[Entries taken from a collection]
+++
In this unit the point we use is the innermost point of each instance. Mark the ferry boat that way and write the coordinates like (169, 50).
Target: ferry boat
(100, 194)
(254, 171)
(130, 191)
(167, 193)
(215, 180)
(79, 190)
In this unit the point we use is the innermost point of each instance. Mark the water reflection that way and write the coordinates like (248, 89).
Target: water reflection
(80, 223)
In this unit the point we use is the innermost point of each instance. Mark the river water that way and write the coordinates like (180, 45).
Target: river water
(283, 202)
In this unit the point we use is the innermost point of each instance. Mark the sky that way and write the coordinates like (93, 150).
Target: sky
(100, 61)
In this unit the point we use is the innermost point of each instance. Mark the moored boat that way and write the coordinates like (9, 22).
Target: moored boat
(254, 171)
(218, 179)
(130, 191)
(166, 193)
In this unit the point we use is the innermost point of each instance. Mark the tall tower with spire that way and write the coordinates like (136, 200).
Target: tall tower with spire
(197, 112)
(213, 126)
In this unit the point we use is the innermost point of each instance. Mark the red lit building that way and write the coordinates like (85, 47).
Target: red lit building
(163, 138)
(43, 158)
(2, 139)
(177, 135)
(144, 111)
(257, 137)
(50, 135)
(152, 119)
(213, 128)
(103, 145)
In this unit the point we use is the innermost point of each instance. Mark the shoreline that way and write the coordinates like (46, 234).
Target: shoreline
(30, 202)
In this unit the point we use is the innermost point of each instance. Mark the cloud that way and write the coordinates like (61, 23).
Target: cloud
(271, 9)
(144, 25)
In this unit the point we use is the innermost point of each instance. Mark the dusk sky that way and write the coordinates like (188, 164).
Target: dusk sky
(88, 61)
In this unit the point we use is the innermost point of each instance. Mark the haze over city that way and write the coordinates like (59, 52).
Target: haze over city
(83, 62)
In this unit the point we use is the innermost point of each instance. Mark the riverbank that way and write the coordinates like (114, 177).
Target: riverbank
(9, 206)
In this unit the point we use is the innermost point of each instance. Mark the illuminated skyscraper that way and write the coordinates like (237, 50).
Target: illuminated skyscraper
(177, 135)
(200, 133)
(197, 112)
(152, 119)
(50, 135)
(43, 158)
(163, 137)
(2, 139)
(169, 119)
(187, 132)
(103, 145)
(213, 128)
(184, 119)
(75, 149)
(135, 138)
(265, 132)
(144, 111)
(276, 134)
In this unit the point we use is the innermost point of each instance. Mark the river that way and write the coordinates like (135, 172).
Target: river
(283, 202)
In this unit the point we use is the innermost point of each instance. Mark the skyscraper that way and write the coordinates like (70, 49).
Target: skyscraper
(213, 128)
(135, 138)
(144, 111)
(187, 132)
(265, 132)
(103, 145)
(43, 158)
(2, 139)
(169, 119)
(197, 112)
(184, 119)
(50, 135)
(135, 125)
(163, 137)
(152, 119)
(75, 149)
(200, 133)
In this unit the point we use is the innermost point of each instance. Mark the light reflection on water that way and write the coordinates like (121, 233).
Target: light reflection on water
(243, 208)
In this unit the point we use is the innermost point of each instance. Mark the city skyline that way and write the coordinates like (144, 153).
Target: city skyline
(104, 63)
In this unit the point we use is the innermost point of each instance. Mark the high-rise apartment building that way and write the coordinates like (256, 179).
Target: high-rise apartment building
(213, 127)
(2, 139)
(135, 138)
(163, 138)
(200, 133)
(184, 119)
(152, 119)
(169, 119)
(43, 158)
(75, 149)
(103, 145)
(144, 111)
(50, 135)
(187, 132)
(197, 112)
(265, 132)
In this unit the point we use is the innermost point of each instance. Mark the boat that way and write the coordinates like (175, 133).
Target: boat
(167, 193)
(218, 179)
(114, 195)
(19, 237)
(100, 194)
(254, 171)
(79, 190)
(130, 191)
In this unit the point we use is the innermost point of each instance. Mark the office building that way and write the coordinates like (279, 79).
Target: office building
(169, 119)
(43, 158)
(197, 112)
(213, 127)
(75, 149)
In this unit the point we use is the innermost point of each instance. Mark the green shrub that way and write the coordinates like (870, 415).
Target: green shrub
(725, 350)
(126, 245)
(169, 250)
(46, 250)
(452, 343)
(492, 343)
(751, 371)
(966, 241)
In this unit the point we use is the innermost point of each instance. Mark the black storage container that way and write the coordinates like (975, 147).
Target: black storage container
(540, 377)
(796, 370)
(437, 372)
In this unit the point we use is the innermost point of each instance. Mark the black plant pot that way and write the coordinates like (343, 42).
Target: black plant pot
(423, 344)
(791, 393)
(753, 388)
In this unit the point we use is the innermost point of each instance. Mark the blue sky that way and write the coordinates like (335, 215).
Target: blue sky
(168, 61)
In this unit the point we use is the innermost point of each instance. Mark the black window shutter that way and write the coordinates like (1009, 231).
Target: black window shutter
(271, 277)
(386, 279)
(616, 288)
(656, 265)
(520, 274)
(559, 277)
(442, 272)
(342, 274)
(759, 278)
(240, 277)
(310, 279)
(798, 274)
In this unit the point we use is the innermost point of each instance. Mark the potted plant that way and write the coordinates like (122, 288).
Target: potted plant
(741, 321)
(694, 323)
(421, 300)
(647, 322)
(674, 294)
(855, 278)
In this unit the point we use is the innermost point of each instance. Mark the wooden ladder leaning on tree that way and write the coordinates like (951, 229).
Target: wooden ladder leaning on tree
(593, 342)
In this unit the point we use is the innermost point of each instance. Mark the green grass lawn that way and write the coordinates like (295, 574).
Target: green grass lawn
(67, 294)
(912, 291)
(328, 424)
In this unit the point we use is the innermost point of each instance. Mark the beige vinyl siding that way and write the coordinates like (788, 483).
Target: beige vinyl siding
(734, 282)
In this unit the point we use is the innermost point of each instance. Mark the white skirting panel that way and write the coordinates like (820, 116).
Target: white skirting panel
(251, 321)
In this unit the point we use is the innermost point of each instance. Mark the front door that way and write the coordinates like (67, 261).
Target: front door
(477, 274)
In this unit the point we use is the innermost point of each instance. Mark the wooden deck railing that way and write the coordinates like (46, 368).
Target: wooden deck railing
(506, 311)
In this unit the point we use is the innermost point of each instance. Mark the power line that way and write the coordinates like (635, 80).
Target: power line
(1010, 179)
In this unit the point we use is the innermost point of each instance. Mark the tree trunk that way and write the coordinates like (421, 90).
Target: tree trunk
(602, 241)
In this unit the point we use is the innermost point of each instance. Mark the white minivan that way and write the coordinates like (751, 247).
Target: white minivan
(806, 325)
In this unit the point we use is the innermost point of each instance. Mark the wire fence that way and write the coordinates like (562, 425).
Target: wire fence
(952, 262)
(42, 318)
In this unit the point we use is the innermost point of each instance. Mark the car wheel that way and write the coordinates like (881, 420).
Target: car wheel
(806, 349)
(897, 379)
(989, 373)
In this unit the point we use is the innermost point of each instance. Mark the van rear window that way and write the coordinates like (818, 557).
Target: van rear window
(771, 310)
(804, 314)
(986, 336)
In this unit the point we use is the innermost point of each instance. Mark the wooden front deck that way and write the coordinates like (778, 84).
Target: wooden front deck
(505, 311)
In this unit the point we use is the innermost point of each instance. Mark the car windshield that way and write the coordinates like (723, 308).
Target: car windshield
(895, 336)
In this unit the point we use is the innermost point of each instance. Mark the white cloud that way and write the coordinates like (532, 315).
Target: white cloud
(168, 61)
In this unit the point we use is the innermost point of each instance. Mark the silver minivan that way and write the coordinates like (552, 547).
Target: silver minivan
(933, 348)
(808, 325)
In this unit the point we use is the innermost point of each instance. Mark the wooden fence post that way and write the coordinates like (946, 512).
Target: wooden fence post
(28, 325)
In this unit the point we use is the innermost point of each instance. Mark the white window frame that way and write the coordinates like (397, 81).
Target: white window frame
+++
The expected output is each line of the records above that includes the word "frame".

In this unit the point we use is the innermost point of each instance. Mark the white window frame that way and write the coordinates like (397, 81).
Target: white window frame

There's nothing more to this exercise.